- **Données brutes**:
────

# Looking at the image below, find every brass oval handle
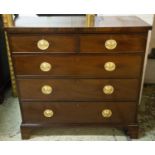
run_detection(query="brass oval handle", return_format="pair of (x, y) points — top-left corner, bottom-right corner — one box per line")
(43, 109), (54, 118)
(105, 39), (117, 50)
(103, 85), (114, 95)
(40, 62), (52, 72)
(104, 62), (116, 72)
(102, 109), (112, 118)
(37, 39), (49, 50)
(41, 85), (53, 95)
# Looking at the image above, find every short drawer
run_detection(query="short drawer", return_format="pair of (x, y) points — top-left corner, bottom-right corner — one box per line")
(17, 79), (139, 101)
(80, 34), (147, 53)
(9, 34), (77, 53)
(21, 102), (136, 124)
(13, 54), (143, 78)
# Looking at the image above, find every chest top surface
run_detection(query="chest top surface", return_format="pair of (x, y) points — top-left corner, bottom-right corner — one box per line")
(6, 16), (151, 33)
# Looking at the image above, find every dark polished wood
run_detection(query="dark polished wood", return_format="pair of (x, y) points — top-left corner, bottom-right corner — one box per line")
(80, 33), (147, 53)
(17, 79), (139, 101)
(12, 53), (143, 78)
(10, 34), (78, 53)
(22, 102), (136, 124)
(6, 16), (151, 139)
(0, 15), (10, 104)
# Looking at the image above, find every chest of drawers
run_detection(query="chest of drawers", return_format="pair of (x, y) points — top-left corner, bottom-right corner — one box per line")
(6, 16), (151, 139)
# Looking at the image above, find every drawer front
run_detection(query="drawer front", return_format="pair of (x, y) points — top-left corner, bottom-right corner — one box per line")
(9, 35), (77, 53)
(21, 102), (136, 124)
(18, 79), (139, 101)
(80, 34), (147, 53)
(13, 54), (143, 78)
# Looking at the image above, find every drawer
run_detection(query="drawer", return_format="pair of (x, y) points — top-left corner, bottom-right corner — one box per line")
(21, 102), (136, 124)
(13, 54), (143, 78)
(80, 34), (147, 53)
(9, 35), (77, 53)
(17, 79), (139, 101)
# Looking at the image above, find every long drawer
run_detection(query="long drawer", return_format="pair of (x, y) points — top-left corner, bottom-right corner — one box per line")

────

- **Exercice écrit**: Recopiez à l'identique toutes les lignes du listing ci-dessus, de la première à la dernière. Laissez les images de côté.

- **Résultat obtenu**:
# Looking at the image below, find every brass oval handle
run_detection(query="brass oval handle", return_format="pair of (x, y) points — top-left corner, bottom-right corner — one box per line")
(43, 109), (54, 118)
(105, 39), (117, 50)
(103, 85), (114, 95)
(40, 62), (52, 72)
(104, 62), (116, 72)
(102, 109), (112, 118)
(37, 39), (49, 50)
(41, 85), (53, 95)
# Looking at the image above, find every short drawer
run_detection(query="short drawer", return_format="pair of (x, y) points — top-left corner, bottom-right corner — one box per line")
(17, 79), (139, 101)
(80, 34), (147, 53)
(9, 34), (77, 53)
(21, 102), (136, 124)
(13, 54), (143, 78)
# Looking at the image above, find every chest top surface
run_detection(query="chest top surface", return_format="pair of (x, y) points — top-left corner, bottom-right corner — one box per line")
(6, 16), (151, 33)
# Looking at the image above, find every dark polished wood
run_detection(query="dark polished wood", return_format="pair of (x, y) points — top-left corner, bottom-right corner — one box per line")
(80, 33), (147, 53)
(17, 79), (139, 101)
(12, 53), (143, 78)
(10, 34), (78, 53)
(22, 102), (136, 124)
(6, 16), (151, 139)
(0, 15), (10, 104)
# Looking at the image above, find every chest of drawers
run_detection(query="chest of drawers", return_format="pair of (x, y) points — top-left corner, bottom-right corner — one box per line")
(6, 16), (151, 139)
# Looking at the image above, find every drawer front
run_detection(query="drawer front", return_format="pair of (x, y) points — top-left corner, bottom-right corner — one box per line")
(9, 35), (77, 53)
(21, 102), (136, 124)
(18, 79), (139, 101)
(80, 34), (147, 53)
(13, 54), (143, 78)
# Looking at the image above, find every drawer
run_detection(query="drawer", return_format="pair of (x, y) points — top-left corner, bottom-right corner — one box per line")
(21, 102), (136, 124)
(13, 54), (143, 78)
(80, 34), (147, 53)
(9, 35), (77, 53)
(17, 79), (139, 101)
# Looking at the image above, find every long drawer
run_detection(query="long drawer", return_format="pair of (x, y) points — top-left corner, bottom-right corner — one box per line")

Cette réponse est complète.